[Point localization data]

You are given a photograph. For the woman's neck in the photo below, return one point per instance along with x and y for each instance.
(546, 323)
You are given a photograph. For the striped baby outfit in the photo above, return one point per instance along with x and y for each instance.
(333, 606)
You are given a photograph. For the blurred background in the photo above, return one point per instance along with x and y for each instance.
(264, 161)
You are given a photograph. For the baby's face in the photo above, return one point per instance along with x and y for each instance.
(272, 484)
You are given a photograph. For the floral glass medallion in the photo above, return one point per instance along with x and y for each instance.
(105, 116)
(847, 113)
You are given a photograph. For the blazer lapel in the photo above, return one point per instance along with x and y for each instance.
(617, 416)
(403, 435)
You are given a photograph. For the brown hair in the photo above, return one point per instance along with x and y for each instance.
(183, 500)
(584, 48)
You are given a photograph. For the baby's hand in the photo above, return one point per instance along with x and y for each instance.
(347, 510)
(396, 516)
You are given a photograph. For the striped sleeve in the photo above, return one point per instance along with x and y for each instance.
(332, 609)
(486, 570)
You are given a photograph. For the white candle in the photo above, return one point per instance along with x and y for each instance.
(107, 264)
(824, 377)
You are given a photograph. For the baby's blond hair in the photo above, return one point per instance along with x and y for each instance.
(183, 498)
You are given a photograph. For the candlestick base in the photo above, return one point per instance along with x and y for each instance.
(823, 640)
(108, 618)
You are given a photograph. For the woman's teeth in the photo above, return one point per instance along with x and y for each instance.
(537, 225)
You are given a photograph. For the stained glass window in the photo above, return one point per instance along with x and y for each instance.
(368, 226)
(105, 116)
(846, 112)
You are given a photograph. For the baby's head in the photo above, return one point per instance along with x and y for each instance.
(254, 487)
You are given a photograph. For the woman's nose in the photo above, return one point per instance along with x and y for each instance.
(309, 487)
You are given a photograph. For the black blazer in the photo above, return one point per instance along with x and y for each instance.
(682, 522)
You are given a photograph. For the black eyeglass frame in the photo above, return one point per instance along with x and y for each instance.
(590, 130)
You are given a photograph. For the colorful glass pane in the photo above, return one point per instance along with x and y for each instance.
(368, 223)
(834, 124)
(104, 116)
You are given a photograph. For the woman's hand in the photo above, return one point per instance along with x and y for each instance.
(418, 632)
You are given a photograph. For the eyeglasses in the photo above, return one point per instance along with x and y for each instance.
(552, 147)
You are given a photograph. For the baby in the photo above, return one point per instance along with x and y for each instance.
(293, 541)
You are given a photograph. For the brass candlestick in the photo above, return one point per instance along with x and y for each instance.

What is needed
All records shown above are to be reproduced without any alteration.

Solution for this task
You are given a photograph. For the woman's neck in the photo below, return one point per instance along with x and y for each instance.
(546, 323)
You are given a photograph. For the striped baby outfit in the photo above, return one point per instance along with x and y for each instance.
(333, 606)
You are given a photograph. For the blurred background in the photo above, return one point per instance along with x and y for each instance.
(264, 161)
You are given a photograph. For the baby's face in the photo above, return one point per instance along with x and y for each instance.
(272, 484)
You are given a photograph. For the floral glass medallion in the photo above, return one point per instance along with x and y for each instance.
(105, 116)
(847, 113)
You are given a photograph. For the blazer lapel in the photo above, return one point per instance along with x and y for each instance.
(617, 416)
(403, 435)
You are given a photograph. For the brown hair in the photo above, return one point per instance along with x and y for each instance.
(183, 500)
(584, 48)
You are given a photograph. For the baby's hand in the photo above, return one point per instance along with x and y for each instance.
(347, 510)
(396, 516)
You are given a photograph. For the striped sleeve in the photo above, return one point per instance along with x and y for each instance.
(332, 609)
(486, 570)
You are given a photograph. For the white candle in the photo above, return one point per instance along with x and y for each instance.
(107, 264)
(824, 377)
You are given a photograph. For the baby's blond hair in the photo above, return one point per instance along with x and y for each instance.
(183, 498)
You are given a photograph. For the candlestick base in the photo above, return one point per instance along with x and y for each instance.
(823, 640)
(108, 618)
You are given a photograph. For the woman's teeth in the photo above, return one point per instance along with x and y for each instance.
(537, 225)
You are given a photograph. For the stained glass window in the photo above, return one point per instance along with x and y for each instance.
(368, 226)
(105, 116)
(846, 112)
You are given a photograph. For the baby's head in the photo above, return one point per instance along with x and y for each instance.
(254, 487)
You are given a photograph. For the woman's nose in the photo above, return one point per instance along with x and y for each instance.
(309, 487)
You are given a photograph. For the black blazer in the photo above, return one point per instance along with x and y for each instance.
(682, 522)
You are given a photograph. For the black eyeglass frame in the photo above, return one point per instance along with x and y for each instance.
(590, 130)
You are given a photograph. For the colorful glass pane in the photo above, return one point per instance along with x and y for each instance.
(368, 223)
(834, 124)
(104, 116)
You are given a photograph. For the woman's hand in the photo above, return one point per instance along with x and y for each instance.
(418, 632)
You are given a photograph. For the eyeglasses in the photo above, return one point per instance along with x and y for each instance.
(552, 147)
You are given a photograph. For the baby in the photo above, return one point per instance along with x and y for each instance.
(293, 541)
You are given a photograph. For the brass candlestick in the photo above, return one point per instance along with x and y for each instance.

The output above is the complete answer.